*TASK GOAL:* From the line containing "Each instance of the wooden table" down to the last line of the data, output each line word for word and include nothing else.

*DATA SHOWN:*
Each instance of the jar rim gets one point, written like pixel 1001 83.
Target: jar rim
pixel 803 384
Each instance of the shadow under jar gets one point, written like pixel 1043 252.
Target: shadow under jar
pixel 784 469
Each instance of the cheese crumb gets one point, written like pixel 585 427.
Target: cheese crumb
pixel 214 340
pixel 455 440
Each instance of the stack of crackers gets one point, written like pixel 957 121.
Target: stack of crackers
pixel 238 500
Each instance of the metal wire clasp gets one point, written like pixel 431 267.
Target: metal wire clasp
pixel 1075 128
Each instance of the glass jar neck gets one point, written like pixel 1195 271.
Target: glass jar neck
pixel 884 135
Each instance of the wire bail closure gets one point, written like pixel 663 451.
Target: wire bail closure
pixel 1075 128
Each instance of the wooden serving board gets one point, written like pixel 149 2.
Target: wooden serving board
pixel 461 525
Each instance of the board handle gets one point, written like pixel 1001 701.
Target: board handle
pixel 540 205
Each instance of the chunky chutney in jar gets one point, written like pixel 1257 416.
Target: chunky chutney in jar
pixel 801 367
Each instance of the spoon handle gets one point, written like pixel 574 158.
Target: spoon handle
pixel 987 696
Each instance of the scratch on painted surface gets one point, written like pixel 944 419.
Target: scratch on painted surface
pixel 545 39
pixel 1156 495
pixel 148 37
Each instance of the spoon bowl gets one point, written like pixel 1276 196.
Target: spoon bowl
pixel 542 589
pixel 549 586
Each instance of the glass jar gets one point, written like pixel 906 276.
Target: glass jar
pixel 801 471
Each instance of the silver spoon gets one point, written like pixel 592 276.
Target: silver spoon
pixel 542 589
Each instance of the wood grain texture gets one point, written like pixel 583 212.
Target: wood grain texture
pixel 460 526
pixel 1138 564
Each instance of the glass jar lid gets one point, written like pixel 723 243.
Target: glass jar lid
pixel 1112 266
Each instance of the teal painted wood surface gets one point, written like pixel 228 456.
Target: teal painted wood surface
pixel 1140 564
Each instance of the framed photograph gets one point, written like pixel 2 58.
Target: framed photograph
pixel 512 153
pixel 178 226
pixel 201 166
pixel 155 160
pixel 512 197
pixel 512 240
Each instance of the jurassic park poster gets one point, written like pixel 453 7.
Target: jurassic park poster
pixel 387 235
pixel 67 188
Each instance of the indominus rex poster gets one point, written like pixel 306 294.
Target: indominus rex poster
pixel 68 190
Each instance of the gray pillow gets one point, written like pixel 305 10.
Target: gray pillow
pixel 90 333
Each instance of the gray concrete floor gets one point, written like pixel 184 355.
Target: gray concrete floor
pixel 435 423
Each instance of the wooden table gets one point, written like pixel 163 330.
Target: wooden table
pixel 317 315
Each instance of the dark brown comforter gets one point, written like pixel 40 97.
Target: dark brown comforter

*TASK SOLUTION:*
Each instance of the wooden table gets one point, written like pixel 163 330.
Target: wooden table
pixel 317 315
Each instance of the dark brown comforter gets one point, written like pixel 40 97.
Target: dark brown comforter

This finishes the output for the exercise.